Goal of the exercise:
Search the records below for the word "head". Pull out each line that has it.

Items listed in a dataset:
##########
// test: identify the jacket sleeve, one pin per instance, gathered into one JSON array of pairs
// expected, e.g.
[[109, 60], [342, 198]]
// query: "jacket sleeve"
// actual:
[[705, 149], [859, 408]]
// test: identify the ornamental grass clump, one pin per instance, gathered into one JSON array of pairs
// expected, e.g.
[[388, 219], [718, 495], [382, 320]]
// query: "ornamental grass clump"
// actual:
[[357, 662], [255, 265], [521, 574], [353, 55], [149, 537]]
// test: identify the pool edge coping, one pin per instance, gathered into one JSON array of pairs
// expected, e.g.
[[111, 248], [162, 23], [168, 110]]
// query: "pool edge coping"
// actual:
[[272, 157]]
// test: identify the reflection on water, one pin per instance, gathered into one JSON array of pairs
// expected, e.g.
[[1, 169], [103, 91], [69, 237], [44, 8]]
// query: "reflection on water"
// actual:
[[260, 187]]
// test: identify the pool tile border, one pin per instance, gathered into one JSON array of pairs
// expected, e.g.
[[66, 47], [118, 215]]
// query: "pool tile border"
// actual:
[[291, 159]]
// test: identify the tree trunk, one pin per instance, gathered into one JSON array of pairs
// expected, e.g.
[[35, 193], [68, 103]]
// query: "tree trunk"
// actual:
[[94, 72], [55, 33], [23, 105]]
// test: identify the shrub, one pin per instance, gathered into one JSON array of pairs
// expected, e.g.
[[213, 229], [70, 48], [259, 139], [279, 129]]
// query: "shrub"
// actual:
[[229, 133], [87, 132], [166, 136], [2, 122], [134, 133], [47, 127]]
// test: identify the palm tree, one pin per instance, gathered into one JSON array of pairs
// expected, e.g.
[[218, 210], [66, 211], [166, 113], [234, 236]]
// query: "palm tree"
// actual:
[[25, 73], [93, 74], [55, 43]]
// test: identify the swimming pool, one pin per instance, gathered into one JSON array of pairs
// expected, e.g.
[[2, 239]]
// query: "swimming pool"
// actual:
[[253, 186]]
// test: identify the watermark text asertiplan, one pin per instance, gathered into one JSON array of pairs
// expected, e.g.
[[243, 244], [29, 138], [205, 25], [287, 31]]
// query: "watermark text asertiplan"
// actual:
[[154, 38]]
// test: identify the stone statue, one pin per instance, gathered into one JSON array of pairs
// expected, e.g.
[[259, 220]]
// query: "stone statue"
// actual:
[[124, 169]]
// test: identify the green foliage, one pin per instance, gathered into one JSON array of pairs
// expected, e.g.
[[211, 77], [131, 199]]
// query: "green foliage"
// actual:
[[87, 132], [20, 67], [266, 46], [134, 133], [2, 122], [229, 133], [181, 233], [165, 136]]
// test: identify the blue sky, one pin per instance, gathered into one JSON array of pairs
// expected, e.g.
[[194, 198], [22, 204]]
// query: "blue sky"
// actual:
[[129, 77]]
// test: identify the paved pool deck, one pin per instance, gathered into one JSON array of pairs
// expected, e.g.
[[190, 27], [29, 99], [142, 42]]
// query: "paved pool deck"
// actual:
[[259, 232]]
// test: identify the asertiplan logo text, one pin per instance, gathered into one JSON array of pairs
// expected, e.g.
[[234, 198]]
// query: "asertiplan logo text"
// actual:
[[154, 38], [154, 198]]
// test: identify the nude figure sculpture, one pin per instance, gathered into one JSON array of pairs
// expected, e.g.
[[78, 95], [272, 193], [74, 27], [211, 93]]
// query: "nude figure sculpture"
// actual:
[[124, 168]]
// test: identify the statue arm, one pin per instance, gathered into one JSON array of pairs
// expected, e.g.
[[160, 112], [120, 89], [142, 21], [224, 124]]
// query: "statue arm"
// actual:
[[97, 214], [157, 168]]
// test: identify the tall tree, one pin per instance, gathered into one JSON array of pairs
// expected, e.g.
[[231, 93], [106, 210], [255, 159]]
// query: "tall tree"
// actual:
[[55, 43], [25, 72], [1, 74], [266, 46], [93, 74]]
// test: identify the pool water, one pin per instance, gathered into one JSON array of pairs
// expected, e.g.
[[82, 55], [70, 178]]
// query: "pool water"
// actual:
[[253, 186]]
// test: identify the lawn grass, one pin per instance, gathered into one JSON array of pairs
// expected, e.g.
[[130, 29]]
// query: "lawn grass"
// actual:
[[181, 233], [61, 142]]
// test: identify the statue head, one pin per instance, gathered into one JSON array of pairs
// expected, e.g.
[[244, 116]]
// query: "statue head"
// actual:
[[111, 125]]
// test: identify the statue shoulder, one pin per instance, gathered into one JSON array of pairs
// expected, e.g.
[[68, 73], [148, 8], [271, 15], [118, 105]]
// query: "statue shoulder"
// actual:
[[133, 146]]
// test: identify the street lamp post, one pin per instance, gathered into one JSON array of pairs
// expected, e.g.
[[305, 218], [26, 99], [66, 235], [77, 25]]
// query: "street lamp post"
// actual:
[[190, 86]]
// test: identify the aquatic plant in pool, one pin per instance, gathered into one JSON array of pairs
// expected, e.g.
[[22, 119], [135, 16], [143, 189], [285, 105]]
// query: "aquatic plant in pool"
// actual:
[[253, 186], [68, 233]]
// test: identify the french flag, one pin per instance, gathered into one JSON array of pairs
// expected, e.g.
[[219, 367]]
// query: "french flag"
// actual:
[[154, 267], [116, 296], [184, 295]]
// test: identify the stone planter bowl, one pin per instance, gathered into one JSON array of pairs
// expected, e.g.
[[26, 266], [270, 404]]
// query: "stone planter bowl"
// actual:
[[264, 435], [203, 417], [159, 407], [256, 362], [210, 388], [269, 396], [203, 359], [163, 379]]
##########
Answer section:
// test: identify the statue head, one pin per instance, gathered into one JSON array of pairs
// query: "statue head"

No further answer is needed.